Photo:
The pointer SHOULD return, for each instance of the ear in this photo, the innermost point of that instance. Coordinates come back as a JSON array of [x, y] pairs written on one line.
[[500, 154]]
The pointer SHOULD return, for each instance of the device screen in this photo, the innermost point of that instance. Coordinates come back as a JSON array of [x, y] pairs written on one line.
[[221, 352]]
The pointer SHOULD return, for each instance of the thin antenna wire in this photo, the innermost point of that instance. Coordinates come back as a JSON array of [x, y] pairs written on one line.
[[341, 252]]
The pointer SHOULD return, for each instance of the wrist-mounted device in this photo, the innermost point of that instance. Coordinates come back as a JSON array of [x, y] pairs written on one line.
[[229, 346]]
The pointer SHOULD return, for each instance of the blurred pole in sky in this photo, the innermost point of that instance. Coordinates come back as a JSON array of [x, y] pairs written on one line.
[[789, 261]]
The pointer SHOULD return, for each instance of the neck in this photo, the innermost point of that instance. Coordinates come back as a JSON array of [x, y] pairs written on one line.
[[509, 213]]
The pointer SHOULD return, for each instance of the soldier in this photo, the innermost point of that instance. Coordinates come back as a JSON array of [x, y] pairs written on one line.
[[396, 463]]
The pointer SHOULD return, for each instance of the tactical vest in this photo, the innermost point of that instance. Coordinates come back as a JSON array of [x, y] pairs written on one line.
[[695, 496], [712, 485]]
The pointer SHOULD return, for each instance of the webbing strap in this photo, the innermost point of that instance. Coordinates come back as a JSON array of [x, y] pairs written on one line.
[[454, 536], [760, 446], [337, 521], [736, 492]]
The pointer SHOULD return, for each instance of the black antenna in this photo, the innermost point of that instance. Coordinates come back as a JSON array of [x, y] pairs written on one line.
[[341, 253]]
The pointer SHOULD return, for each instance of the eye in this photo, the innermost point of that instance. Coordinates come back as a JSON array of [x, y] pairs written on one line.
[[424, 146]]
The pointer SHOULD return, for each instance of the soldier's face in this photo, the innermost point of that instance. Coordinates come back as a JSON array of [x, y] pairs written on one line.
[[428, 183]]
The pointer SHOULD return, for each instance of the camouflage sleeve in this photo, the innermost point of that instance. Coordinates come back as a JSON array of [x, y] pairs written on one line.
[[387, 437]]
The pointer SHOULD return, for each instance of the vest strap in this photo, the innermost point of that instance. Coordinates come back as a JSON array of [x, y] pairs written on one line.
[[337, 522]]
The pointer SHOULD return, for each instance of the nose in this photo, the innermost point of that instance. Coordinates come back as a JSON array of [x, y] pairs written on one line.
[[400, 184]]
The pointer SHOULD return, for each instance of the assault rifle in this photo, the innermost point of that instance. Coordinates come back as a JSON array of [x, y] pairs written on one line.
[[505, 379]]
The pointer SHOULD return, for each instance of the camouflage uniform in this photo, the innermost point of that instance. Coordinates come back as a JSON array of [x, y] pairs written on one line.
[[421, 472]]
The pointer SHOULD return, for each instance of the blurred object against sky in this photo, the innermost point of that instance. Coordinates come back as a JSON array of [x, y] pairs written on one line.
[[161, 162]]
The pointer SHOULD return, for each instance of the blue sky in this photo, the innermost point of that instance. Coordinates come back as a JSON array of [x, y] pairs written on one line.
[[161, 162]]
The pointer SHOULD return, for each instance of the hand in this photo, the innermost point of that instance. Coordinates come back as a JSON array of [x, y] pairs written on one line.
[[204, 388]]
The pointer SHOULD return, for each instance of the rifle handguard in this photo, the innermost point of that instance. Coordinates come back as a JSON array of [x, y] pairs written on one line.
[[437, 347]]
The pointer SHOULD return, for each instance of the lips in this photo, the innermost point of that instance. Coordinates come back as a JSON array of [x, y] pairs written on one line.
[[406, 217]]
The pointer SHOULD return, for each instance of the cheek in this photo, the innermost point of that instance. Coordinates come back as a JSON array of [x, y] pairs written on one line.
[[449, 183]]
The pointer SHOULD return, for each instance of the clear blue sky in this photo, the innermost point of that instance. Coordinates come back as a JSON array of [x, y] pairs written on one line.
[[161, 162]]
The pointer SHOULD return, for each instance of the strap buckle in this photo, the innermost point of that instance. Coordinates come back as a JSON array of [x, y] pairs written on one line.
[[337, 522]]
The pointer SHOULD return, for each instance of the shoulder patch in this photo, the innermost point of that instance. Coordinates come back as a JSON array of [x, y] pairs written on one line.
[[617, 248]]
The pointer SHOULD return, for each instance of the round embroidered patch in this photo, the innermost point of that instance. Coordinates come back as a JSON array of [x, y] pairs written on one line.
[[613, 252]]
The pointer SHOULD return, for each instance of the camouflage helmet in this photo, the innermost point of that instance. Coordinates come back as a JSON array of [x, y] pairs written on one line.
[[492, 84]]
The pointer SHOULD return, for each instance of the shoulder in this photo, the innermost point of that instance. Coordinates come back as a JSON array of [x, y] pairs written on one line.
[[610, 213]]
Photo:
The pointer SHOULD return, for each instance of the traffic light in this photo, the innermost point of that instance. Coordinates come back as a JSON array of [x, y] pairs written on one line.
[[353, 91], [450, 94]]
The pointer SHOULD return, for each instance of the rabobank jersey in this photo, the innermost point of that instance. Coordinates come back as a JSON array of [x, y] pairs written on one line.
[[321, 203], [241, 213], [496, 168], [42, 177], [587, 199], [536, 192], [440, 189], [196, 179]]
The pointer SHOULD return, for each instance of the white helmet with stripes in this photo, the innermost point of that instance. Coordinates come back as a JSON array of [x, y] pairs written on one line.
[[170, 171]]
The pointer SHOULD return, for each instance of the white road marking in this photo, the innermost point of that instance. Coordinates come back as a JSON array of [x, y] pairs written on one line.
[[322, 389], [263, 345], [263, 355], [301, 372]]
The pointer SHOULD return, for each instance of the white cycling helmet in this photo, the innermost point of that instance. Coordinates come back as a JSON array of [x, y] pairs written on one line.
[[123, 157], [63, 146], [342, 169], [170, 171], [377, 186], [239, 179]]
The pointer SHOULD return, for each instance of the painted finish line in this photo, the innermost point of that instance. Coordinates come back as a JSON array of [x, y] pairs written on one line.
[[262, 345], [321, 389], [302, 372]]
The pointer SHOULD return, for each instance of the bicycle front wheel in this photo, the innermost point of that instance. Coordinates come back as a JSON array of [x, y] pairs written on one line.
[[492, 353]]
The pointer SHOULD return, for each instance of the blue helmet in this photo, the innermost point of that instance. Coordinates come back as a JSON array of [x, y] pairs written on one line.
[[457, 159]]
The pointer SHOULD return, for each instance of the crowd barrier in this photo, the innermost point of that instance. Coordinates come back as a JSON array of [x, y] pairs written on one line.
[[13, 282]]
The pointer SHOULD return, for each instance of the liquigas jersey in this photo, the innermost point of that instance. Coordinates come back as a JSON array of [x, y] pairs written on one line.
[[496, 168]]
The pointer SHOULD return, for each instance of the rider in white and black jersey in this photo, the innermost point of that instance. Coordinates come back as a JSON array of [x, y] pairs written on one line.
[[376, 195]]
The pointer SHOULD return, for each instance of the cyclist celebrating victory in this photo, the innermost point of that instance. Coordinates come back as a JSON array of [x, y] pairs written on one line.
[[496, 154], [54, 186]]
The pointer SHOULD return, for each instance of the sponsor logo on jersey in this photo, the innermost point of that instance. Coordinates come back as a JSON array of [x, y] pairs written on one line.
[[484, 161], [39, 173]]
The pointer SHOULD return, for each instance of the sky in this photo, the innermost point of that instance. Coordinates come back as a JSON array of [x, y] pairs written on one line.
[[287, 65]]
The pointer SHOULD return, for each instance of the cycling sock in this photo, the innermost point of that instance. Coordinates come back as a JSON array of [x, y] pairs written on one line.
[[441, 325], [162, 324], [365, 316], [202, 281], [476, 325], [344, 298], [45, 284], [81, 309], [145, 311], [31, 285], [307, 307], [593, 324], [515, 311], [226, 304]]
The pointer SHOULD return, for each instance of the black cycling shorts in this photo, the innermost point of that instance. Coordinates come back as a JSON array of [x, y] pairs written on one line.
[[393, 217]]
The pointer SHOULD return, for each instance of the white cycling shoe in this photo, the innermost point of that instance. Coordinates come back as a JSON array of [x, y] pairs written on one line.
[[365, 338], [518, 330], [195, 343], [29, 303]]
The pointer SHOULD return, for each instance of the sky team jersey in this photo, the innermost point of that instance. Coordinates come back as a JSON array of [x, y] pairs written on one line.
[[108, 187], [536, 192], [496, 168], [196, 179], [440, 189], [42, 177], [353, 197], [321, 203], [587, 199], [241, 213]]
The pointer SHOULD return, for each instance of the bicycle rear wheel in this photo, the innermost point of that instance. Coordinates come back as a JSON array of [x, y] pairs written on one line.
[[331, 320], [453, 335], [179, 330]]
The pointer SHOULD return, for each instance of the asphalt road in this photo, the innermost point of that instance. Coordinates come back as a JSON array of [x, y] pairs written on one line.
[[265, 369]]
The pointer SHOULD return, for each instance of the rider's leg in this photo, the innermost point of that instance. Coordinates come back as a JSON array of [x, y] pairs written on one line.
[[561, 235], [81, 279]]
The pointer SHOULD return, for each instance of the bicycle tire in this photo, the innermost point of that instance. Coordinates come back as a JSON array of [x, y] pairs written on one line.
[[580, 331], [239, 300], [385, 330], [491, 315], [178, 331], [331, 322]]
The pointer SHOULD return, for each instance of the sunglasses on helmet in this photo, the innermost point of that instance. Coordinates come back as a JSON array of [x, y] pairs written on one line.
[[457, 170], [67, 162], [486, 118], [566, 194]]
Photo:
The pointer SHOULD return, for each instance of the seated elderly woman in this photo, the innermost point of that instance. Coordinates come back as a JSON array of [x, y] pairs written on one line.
++++++++
Task item:
With the line that contains "The pointer SHOULD return, for each instance of the rider's" as your start, reproduce the data above exactly through its last line, and nothing before that start.

Expected answer:
The pointer SHOULD return, for each instance of the rider's leg in this photo, the innermost point of that instance. Coordinates come back as a JSON array of [x, y] pairs written on one line.
[[561, 235], [81, 279]]
The pointer SHOULD return, for each instance of the bicycle tire in this photo, the innermost point of that instance. Coordinates come back as a JSON array of [x, y] pairs written on one line.
[[580, 331], [239, 300], [385, 330], [491, 315], [178, 331], [331, 322]]
The pointer SHOULD return, for each instance of the sunglasses on helmet in this photo, the innermost point of that instance. Coordinates come back as a JSON array of [x, y] pairs written on one line.
[[457, 170], [67, 162], [486, 118], [566, 194]]
Photo:
The pointer SHOULD return, for each instance of the seated elderly woman in this photo, the innermost point of that instance. Coordinates come back as a JSON array of [x, y] pairs written on one line.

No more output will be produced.